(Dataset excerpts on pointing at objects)
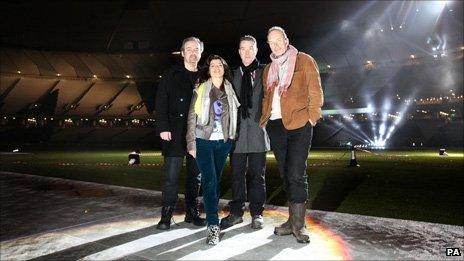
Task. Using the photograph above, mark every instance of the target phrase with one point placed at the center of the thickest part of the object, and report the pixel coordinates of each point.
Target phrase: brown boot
(298, 211)
(285, 228)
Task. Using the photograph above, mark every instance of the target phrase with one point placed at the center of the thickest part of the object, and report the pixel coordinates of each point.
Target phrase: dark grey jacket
(251, 137)
(171, 108)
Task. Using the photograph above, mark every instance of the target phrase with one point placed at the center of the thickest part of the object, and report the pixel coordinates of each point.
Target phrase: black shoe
(257, 222)
(166, 215)
(230, 220)
(192, 216)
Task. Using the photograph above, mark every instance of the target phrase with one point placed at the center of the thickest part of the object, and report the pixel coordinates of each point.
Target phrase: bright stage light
(435, 7)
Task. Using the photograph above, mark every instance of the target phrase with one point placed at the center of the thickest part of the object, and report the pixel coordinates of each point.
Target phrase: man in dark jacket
(172, 106)
(249, 154)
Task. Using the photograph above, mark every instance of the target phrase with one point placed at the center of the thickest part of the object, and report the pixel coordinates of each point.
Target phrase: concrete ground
(50, 218)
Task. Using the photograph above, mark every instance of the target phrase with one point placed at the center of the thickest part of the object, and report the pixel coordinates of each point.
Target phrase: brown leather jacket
(303, 99)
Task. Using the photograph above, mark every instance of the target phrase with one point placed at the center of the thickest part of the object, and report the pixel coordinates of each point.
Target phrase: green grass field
(415, 185)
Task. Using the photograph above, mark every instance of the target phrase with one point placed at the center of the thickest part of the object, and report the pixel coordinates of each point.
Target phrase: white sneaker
(213, 235)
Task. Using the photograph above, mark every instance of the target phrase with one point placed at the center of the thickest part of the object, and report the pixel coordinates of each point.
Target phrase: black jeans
(172, 168)
(291, 149)
(257, 189)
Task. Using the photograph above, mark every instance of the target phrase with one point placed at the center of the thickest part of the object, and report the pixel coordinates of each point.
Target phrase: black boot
(192, 216)
(298, 211)
(166, 215)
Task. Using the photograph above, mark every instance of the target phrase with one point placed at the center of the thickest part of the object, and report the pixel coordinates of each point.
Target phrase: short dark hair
(204, 70)
(248, 38)
(278, 28)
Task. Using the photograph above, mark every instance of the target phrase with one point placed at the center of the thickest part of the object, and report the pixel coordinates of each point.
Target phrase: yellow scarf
(198, 106)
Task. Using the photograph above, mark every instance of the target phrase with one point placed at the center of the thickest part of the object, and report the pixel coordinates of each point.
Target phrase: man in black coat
(172, 106)
(249, 154)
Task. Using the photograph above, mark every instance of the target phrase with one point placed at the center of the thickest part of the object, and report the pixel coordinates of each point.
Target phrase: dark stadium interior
(85, 72)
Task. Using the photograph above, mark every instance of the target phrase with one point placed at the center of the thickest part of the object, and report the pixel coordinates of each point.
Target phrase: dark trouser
(291, 149)
(172, 168)
(211, 158)
(257, 190)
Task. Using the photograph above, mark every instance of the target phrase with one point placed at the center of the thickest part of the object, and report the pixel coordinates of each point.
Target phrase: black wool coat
(171, 109)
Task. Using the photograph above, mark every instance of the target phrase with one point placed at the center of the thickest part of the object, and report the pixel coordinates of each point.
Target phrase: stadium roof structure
(103, 58)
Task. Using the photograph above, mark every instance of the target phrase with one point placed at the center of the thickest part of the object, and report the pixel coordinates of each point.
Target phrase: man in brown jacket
(291, 108)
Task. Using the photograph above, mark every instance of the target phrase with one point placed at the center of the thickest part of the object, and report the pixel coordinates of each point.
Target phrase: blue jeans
(211, 158)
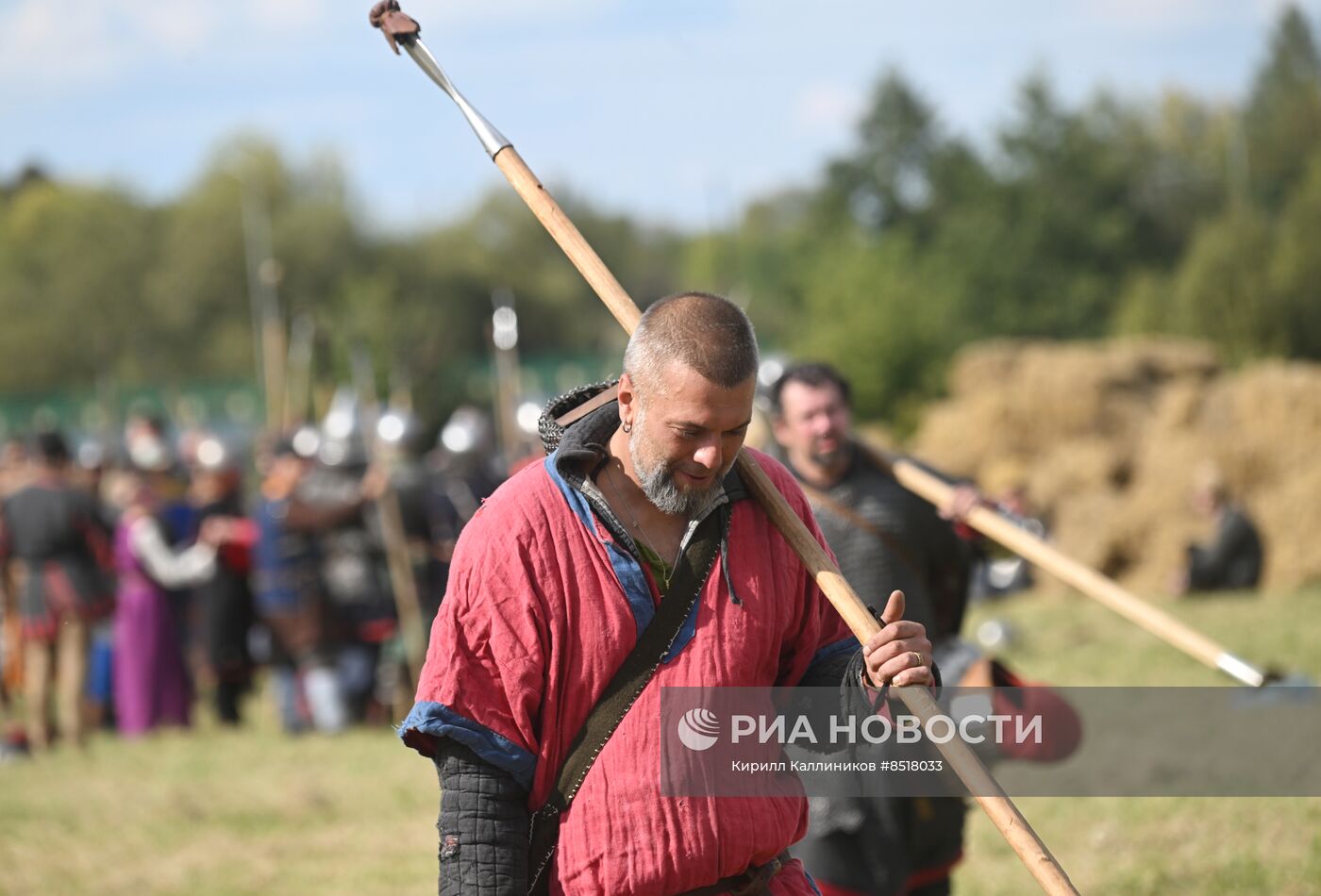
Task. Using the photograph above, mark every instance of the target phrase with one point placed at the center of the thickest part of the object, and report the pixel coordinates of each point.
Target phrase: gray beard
(660, 489)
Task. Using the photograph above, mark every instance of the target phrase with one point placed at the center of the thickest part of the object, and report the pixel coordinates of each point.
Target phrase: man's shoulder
(517, 503)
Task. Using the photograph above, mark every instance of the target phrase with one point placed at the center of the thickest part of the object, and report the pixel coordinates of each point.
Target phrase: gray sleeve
(484, 826)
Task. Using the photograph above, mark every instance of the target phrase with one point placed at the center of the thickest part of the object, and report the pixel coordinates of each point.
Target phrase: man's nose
(709, 456)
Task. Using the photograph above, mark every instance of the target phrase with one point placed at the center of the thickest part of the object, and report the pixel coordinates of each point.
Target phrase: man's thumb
(894, 608)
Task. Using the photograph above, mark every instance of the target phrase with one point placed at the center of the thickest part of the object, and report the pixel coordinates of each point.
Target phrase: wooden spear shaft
(1083, 578)
(1004, 814)
(918, 700)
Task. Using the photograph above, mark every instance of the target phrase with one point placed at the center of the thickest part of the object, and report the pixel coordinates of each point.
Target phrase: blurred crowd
(181, 568)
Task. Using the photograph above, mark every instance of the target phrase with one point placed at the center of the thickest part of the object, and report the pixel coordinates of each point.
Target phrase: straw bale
(1107, 437)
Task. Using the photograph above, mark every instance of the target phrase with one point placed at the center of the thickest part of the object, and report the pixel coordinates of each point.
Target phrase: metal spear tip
(393, 24)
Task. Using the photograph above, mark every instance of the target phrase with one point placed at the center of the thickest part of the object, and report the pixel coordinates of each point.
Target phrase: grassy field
(1238, 845)
(254, 812)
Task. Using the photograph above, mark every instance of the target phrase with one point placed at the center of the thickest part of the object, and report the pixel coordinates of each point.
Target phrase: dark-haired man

EXERCISE REQUIREMENTS => Pull out each line above that contains the string "jacket". Treat uppercase and lowercase letters as different.

EXERCISE ANSWER =>
Target phrase: dark grey jacket
Target phrase: man in dark jacket
Target phrase: brown leather jacket
Target phrase: man in brown jacket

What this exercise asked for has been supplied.